# 原文

Tuesday, October 14, 2014

我が経済学研究(2)

根岸隆『ミクロ経済学講義』を30歳にして始めて読んだ。いい本であるが、ちゃんと読み込まないと書いてあることが理解できない。

過去、ミクロ経済学の教科書として、

1)西村清彦氏『経済学のための最適化理論入門』
2)成生達彦氏『ミクロ経済学』
3)岸本哲也・吹春俊隆氏『ミクロ経済学』
4)Dixit,Optimization in Economic Theory
5)西村和雄氏『ミクロ経済学』(東洋経済)

を読んできたが、上記のテキストに書かれていることは全てVarian,Microeconomic Analysis
に書いてある。よって、現在は上記5冊は全て古本屋へ売却し、Varian(1993)を中心にミクロの勉強・復習をしている。

一方で、マクロ経済学はRomer(2006)を辞書的に使うのみで、論文や講義資料を読み漁っているのが現状である。斎藤誠 『新しいマクロ経済学』(ただし、前の版、1996版)はいい本だが、研究本としては使えない。

加藤涼氏『現代マクロ経済学入門』(2006)は薄くて読みやすいのであるが、今後の研究資料としてはあまり使えないと思い売却した。

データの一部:
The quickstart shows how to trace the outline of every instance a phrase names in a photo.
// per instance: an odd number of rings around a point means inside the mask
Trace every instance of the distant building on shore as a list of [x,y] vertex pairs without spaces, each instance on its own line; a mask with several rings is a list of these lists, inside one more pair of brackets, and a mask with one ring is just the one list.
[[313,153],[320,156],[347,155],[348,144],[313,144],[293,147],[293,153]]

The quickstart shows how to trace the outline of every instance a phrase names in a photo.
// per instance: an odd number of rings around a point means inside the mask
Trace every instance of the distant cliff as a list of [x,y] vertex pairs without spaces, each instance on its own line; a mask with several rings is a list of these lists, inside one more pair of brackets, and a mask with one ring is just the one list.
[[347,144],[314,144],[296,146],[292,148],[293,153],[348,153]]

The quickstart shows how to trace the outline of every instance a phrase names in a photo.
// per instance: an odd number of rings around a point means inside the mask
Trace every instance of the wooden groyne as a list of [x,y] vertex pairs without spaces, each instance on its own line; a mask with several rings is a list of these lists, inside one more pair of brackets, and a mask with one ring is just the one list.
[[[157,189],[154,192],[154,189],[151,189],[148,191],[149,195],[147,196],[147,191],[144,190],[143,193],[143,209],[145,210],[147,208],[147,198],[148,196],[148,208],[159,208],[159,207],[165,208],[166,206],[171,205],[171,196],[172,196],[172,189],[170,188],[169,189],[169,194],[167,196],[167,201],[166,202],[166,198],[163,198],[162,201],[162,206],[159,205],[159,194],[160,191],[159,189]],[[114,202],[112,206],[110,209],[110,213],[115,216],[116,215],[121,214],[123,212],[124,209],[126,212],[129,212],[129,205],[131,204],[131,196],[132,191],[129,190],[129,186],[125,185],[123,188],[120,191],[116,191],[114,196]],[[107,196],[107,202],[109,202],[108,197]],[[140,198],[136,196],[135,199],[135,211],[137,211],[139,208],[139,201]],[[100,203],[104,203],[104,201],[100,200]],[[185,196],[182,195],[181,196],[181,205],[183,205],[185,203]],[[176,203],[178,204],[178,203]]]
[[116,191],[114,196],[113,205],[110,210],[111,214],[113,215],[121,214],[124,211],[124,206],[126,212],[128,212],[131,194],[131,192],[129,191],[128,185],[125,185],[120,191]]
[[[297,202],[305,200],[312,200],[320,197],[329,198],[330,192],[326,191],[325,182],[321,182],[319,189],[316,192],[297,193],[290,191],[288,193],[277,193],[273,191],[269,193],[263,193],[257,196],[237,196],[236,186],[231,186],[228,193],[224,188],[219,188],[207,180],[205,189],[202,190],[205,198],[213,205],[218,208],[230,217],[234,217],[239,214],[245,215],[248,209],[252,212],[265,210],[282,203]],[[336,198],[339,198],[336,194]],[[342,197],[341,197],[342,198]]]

# 作業内容
上にある経済学の勉強についての文章から、「3)岸本哲也・吹春俊隆氏『ミクロ経済学』」から「が、研究本としては使えない。」までの部分を一字一句変えずに書き写してください。

# 解答
3)岸本哲也・吹春俊隆氏『ミクロ経済学』
4)Dixit,Optimization in Economic Theory
5)西村和雄氏『ミクロ経済学』(東洋経済)

を読んできたが、上記のテキストに書かれていることは全てVarian,Microeconomic Analysis
に書いてある。よって、現在は上記5冊は全て古本屋へ売却し、Varian(1993)を中心にミクロの勉強・復習をしている。

一方で、マクロ経済学はRomer(2006)を辞書的に使うのみで、論文や講義資料を読み漁っているのが現状である。斎藤誠 『新しいマクロ経済学』(ただし、前の版、1996版)はいい本だが、研究本としては使えない。